-- begin AVAILABLE DATA --

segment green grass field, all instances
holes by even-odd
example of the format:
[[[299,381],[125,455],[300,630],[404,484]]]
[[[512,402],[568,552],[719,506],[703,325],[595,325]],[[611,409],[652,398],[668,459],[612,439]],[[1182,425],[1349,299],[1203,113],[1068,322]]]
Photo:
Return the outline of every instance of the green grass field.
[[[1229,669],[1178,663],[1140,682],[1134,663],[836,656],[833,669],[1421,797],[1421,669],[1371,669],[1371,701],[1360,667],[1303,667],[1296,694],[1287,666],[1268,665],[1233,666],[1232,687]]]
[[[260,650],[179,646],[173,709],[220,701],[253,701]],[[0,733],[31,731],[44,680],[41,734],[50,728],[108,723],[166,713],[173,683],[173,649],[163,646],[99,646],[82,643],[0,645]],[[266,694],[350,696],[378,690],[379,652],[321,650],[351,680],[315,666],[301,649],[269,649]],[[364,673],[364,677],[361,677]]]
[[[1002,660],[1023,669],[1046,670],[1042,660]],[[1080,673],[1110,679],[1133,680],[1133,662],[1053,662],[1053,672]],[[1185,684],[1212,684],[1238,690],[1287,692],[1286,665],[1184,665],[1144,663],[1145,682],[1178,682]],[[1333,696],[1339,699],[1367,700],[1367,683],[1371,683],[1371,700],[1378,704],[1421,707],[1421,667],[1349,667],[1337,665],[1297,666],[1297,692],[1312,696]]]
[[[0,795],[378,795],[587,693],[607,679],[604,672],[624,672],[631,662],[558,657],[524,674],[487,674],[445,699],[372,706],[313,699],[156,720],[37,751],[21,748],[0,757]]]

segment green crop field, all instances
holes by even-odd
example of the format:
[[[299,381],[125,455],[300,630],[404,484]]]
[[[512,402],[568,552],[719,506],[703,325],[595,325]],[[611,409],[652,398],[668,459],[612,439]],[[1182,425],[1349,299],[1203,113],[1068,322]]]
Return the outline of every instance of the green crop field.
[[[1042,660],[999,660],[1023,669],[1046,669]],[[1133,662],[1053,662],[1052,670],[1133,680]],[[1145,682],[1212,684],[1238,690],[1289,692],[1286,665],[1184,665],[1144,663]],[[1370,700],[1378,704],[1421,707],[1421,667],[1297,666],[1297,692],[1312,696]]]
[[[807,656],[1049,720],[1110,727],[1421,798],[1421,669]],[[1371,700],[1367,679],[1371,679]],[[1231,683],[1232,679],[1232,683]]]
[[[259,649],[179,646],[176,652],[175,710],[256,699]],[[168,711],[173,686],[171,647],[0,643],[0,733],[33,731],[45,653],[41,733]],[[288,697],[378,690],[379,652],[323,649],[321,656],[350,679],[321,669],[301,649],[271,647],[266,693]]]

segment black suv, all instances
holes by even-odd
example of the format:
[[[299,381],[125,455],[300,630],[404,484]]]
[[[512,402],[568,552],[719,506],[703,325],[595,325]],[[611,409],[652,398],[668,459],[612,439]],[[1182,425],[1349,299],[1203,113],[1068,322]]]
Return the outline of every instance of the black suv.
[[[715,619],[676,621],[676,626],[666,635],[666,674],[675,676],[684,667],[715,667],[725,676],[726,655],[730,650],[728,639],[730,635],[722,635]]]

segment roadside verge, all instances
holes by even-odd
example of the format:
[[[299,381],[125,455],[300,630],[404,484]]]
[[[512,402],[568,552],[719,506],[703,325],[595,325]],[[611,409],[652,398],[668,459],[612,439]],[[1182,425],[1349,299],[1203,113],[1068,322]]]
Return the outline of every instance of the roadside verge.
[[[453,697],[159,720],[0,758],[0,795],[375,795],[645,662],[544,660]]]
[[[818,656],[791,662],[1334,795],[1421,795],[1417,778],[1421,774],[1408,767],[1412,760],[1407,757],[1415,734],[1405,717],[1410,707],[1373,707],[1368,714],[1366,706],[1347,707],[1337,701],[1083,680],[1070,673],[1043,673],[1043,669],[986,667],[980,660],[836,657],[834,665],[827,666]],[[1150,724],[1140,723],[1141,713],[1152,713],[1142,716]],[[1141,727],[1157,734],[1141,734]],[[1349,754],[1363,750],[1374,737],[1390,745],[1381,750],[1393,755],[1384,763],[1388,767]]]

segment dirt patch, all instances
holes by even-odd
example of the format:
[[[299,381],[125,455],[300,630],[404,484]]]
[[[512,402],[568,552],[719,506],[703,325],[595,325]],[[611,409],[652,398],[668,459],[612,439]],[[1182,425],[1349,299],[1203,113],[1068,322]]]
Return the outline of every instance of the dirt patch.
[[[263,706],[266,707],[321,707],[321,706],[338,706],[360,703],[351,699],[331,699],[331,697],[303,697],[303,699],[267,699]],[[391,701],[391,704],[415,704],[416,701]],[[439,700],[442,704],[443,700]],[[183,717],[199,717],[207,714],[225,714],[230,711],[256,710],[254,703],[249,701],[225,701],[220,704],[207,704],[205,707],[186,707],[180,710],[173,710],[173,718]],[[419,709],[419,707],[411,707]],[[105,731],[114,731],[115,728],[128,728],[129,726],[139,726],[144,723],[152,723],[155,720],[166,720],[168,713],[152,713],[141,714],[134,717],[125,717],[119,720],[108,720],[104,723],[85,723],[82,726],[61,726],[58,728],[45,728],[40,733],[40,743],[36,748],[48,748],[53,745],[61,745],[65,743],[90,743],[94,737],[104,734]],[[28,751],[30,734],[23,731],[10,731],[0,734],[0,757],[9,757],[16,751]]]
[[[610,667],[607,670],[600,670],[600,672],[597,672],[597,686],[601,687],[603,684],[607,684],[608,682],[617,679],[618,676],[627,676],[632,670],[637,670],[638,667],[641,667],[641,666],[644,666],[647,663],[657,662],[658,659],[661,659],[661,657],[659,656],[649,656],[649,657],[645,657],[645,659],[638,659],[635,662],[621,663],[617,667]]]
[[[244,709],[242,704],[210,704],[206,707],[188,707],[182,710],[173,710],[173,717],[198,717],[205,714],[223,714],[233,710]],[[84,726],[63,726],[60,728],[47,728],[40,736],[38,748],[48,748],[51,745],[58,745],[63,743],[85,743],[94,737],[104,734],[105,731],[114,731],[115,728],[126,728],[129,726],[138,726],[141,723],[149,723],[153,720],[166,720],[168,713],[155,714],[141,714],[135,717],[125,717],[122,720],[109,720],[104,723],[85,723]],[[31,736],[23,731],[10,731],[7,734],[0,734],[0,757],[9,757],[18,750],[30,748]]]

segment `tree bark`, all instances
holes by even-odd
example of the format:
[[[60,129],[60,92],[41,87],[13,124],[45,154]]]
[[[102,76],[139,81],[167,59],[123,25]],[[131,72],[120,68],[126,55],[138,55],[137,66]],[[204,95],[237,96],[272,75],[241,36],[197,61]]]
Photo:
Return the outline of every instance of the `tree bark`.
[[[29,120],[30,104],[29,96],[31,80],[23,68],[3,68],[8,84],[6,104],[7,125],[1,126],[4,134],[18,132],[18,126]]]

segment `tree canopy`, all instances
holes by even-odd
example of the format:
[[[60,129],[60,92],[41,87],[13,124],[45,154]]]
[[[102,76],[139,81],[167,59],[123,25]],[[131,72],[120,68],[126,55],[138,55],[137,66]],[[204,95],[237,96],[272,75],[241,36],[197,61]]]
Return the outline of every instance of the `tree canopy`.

-- end AVAILABLE DATA --

### EXERCISE DIRECTIONS
Rewrite all of the data above as a numbered list with one line per entry, leaving out blank lines.

### FULL SOLUTION
1. segment green grass field, all instances
2. holes by even-odd
3. example of the format:
4. [[[299,381],[125,455],[300,630],[404,484]]]
5. [[[512,402],[568,552],[719,506],[703,325],[595,325]],[[611,409],[652,398],[668,459],[612,439]],[[1182,425],[1349,299],[1203,113],[1068,322]]]
6. Photo:
7. Return the outline of every instance of the green grass field.
8. [[[1229,669],[1178,663],[1140,682],[1134,663],[836,656],[833,669],[1421,797],[1421,669],[1371,669],[1371,701],[1360,667],[1303,667],[1296,694],[1287,666],[1268,665],[1233,666],[1232,687]]]
9. [[[260,650],[179,646],[173,709],[220,701],[253,701]],[[0,733],[31,731],[44,680],[41,734],[50,728],[108,723],[166,713],[173,683],[173,649],[163,646],[99,646],[82,643],[0,645]],[[266,694],[350,696],[378,690],[379,652],[321,650],[351,680],[315,666],[301,649],[269,649]],[[364,673],[364,677],[361,677]]]
10. [[[1002,660],[1023,669],[1046,670],[1042,660]],[[1080,673],[1110,679],[1133,680],[1133,662],[1053,662],[1053,672]],[[1185,684],[1212,684],[1238,690],[1287,692],[1286,665],[1184,665],[1144,663],[1145,682],[1178,682]],[[1333,696],[1339,699],[1367,700],[1367,683],[1371,683],[1371,700],[1378,704],[1421,707],[1421,667],[1349,667],[1337,665],[1297,666],[1297,692],[1312,696]]]
11. [[[0,795],[378,795],[587,693],[607,679],[604,672],[624,672],[631,662],[558,657],[524,674],[487,674],[445,699],[372,706],[313,699],[156,720],[37,751],[21,748],[0,757]]]
12. segment green crop field, all instances
13. holes by even-odd
14. example of the format:
15. [[[299,381],[125,455],[300,630],[404,484]]]
16. [[[512,402],[568,552],[719,506],[703,325],[595,325]],[[611,409],[652,398],[668,459],[612,439]],[[1182,425],[1349,299],[1203,113],[1068,322]]]
17. Return the outline of every instance of the green crop field.
18. [[[1042,660],[999,660],[1023,669],[1046,669]],[[1133,662],[1053,662],[1052,670],[1133,680]],[[1145,682],[1212,684],[1238,690],[1289,692],[1286,665],[1184,665],[1144,663]],[[1370,700],[1378,704],[1421,707],[1421,667],[1297,666],[1297,692],[1312,696]]]
19. [[[807,656],[1049,720],[1110,727],[1421,798],[1421,669]],[[1371,700],[1367,679],[1371,679]],[[1231,683],[1232,679],[1232,683]]]
20. [[[259,649],[179,646],[176,652],[175,710],[256,699]],[[168,711],[173,686],[171,647],[0,643],[0,733],[33,731],[45,653],[41,733]],[[288,697],[378,690],[379,652],[323,649],[321,656],[350,679],[321,669],[301,649],[271,647],[266,693]]]
21. segment black suv, all instances
22. holes by even-odd
23. example of the format:
24. [[[299,381],[125,455],[300,630],[404,484]]]
25. [[[512,402],[568,552],[719,506],[703,325],[595,325]],[[611,409],[652,398],[668,459],[612,439]],[[1182,425],[1349,299],[1203,113],[1068,322]]]
26. Return the outline of every instance of the black suv.
27. [[[715,619],[676,621],[676,626],[666,635],[666,674],[675,676],[684,667],[715,667],[725,676],[726,655],[730,650],[728,639],[730,635],[722,635]]]
28. segment roadside verge, all instances
29. holes by even-odd
30. example of the format:
31. [[[299,381],[125,455],[300,630],[404,484]]]
32. [[[512,402],[568,552],[719,506],[703,325],[595,325]],[[611,409],[652,398],[668,459],[612,439]],[[1182,425],[1349,299],[1203,113],[1068,322]]]
33. Return the outline of every instance of the roadside verge.
34. [[[453,697],[159,720],[0,758],[0,795],[375,795],[645,662],[544,660]]]
35. [[[818,656],[791,662],[1334,795],[1421,795],[1417,778],[1421,774],[1408,767],[1412,760],[1407,757],[1415,734],[1405,717],[1410,707],[1373,707],[1368,714],[1366,706],[1347,707],[1337,701],[1083,680],[1070,673],[1043,673],[1043,669],[986,667],[980,660],[836,657],[834,665],[827,666]],[[1150,724],[1140,723],[1141,713],[1152,713],[1142,716]],[[1141,727],[1157,734],[1141,734]],[[1349,754],[1363,750],[1374,737],[1390,745],[1381,750],[1393,755],[1384,763],[1388,767]]]
36. segment dirt patch, all instances
37. holes by even-odd
38. example of the format:
39. [[[299,381],[125,455],[300,630],[404,484]]]
40. [[[512,402],[568,552],[719,506],[703,325],[595,325]],[[611,409],[652,398],[668,459],[612,439]],[[1182,425],[1349,299],[1203,113],[1068,322]]]
41. Return the outline of every instance of the dirt patch.
42. [[[263,706],[266,707],[321,707],[321,706],[338,706],[360,703],[351,699],[331,699],[331,697],[303,697],[303,699],[267,699]],[[391,701],[391,704],[415,704],[416,701]],[[439,700],[442,704],[443,700]],[[183,717],[199,717],[207,714],[225,714],[230,711],[256,710],[254,703],[249,701],[225,701],[220,704],[207,704],[205,707],[186,707],[180,710],[173,710],[173,718]],[[419,709],[419,707],[411,707]],[[105,731],[114,731],[115,728],[128,728],[129,726],[139,726],[144,723],[152,723],[155,720],[166,720],[168,713],[152,713],[141,714],[134,717],[125,717],[119,720],[108,720],[104,723],[85,723],[82,726],[61,726],[58,728],[45,728],[40,733],[40,743],[36,748],[48,748],[53,745],[61,745],[65,743],[90,743],[94,737],[104,734]],[[28,751],[30,734],[23,731],[10,731],[0,734],[0,757],[9,757],[16,751]]]
43. [[[610,667],[607,670],[600,670],[600,672],[597,672],[597,686],[601,687],[603,684],[607,684],[608,682],[617,679],[618,676],[627,676],[632,670],[637,670],[638,667],[641,667],[641,666],[644,666],[647,663],[657,662],[658,659],[661,659],[661,657],[659,656],[649,656],[649,657],[645,657],[645,659],[638,659],[635,662],[621,663],[617,667]]]
44. [[[244,709],[242,704],[210,704],[206,707],[188,707],[182,710],[173,710],[173,717],[198,717],[205,714],[223,714],[233,710]],[[84,726],[63,726],[60,728],[47,728],[40,736],[38,748],[48,748],[51,745],[58,745],[63,743],[85,743],[94,737],[104,734],[105,731],[114,731],[115,728],[126,728],[129,726],[138,726],[141,723],[149,723],[153,720],[166,720],[168,713],[155,714],[141,714],[135,717],[125,717],[122,720],[109,720],[104,723],[85,723]],[[31,736],[23,731],[10,731],[7,734],[0,734],[0,757],[9,757],[18,750],[30,748]]]
45. segment `tree bark`, all instances
46. holes by even-odd
47. example of the format:
48. [[[60,129],[60,92],[41,87],[13,124],[45,154]]]
49. [[[102,76],[139,81],[167,59],[123,25]],[[131,72],[120,68],[126,55],[138,55],[137,66]],[[204,95],[237,96],[272,75],[241,36],[197,61]]]
50. Photo:
51. Return the outline of every instance of the `tree bark`.
52. [[[29,120],[30,104],[29,96],[31,80],[23,68],[3,68],[8,84],[6,104],[7,125],[1,126],[4,134],[18,132],[18,126]]]
53. segment `tree canopy`, all instances
54. holes by even-odd
55. example of the format:
56. [[[60,129],[60,92],[41,87],[13,124],[45,154]]]
57. [[[102,76],[139,81],[167,59],[123,25]],[[131,72],[120,68],[126,55],[138,55],[137,66]],[[204,95],[237,96],[272,75],[241,36],[197,61]]]
58. Return the outline of every instance of the `tree canopy`.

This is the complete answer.